→ **YOUR GOAL**: Lines before the one containing "Return the mask of every instance of the woman's" are to be skipped; reproduce that line and the rest of the records below exactly.

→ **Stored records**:
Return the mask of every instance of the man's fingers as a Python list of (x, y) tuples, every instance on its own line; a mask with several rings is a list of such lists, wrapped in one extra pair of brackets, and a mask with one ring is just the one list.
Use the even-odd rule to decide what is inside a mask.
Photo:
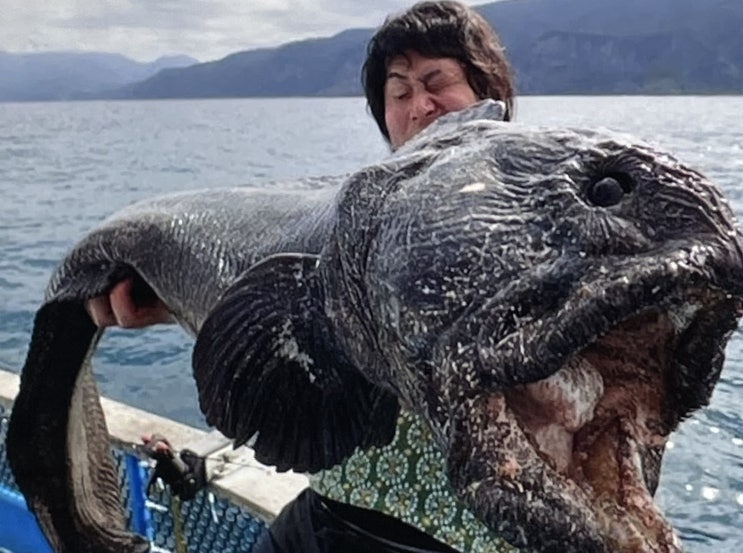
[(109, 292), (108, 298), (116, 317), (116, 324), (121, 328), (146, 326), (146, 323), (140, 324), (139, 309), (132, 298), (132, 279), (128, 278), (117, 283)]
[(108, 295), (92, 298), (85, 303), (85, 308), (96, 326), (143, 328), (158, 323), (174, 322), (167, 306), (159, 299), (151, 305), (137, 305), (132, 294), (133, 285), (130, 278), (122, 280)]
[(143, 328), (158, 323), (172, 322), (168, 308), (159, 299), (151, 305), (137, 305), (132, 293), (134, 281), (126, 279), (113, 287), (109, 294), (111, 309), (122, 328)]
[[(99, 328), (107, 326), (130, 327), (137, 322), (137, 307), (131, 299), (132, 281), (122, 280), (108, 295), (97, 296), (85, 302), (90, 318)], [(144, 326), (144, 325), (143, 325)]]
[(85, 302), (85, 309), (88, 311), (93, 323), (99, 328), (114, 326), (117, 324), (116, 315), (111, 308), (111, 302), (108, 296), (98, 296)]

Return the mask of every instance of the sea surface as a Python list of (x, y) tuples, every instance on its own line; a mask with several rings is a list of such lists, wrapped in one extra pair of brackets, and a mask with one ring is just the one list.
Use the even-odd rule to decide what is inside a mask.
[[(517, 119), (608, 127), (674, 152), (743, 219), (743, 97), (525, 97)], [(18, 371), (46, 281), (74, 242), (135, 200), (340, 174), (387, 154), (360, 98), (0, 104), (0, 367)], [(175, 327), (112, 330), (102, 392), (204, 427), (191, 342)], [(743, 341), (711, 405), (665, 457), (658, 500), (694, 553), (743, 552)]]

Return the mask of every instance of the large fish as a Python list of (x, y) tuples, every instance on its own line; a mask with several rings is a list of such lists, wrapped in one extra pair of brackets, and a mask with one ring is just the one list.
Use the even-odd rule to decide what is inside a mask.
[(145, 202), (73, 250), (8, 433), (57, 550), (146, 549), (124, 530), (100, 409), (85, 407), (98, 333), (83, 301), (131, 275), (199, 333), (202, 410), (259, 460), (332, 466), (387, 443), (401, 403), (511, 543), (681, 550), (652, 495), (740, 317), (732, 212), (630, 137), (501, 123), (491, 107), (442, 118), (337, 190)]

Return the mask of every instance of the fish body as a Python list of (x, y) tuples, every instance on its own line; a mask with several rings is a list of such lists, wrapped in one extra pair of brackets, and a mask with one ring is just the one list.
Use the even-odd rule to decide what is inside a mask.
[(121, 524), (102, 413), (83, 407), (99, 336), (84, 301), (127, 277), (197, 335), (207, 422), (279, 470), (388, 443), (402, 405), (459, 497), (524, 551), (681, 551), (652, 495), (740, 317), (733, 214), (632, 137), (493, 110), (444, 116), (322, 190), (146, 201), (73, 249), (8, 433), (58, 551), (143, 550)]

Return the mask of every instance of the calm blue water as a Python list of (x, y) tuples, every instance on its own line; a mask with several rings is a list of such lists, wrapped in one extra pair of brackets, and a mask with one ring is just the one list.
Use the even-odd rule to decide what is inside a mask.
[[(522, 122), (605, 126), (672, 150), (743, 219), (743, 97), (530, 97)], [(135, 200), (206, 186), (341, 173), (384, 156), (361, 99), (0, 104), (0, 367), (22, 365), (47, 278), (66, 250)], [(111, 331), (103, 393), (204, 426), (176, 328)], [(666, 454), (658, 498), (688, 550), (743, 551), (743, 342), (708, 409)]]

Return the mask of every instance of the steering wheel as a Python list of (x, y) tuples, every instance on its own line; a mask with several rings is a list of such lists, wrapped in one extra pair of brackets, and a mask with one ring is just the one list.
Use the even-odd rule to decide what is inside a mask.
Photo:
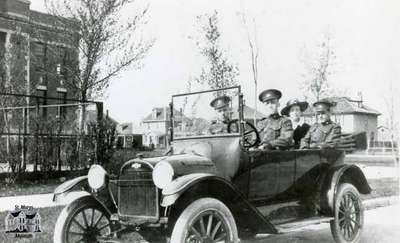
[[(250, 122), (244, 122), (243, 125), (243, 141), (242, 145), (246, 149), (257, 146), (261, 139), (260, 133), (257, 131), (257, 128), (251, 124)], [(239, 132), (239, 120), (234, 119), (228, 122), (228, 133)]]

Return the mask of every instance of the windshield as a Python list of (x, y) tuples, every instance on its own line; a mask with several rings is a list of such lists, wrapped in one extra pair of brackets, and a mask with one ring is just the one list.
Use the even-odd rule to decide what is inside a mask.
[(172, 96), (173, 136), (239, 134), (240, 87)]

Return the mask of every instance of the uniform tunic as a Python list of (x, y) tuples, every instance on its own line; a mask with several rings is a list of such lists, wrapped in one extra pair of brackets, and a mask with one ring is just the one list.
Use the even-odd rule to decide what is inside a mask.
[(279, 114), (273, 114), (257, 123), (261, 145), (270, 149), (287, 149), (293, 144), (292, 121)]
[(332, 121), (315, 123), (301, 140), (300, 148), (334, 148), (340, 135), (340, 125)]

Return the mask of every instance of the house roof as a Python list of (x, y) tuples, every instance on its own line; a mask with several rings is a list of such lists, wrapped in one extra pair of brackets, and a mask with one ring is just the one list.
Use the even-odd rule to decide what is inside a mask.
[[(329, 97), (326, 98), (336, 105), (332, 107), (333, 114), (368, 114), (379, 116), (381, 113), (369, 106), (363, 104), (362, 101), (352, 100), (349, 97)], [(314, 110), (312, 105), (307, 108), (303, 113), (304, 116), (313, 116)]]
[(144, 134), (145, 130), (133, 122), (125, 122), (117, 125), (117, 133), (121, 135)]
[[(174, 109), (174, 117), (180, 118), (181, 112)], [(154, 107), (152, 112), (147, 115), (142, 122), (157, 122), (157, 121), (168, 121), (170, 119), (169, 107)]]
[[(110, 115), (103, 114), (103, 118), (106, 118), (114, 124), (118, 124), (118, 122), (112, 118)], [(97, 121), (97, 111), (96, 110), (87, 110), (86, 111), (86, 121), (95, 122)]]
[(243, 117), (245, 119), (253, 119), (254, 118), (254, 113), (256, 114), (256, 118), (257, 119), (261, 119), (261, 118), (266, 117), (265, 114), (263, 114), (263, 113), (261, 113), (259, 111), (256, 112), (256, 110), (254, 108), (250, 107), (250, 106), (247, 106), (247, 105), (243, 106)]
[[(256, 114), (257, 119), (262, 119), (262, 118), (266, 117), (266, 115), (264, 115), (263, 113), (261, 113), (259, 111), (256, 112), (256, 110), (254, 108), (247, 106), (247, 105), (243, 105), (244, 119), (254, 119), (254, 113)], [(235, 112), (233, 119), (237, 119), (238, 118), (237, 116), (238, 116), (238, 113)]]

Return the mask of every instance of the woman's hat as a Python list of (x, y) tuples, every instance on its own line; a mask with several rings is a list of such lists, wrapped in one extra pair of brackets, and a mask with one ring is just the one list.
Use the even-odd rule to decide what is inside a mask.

→ **SOLUTION TO THIS TASK**:
Return the mask of every instance of the woman's hat as a Python list of (x, y) tuples, every instance on its own line; a mask with several rings is a list of such lists, wrapped in one extra pair of brackets, and a mask with one ring is just the one list.
Use the even-odd rule to decide what is inside a mask.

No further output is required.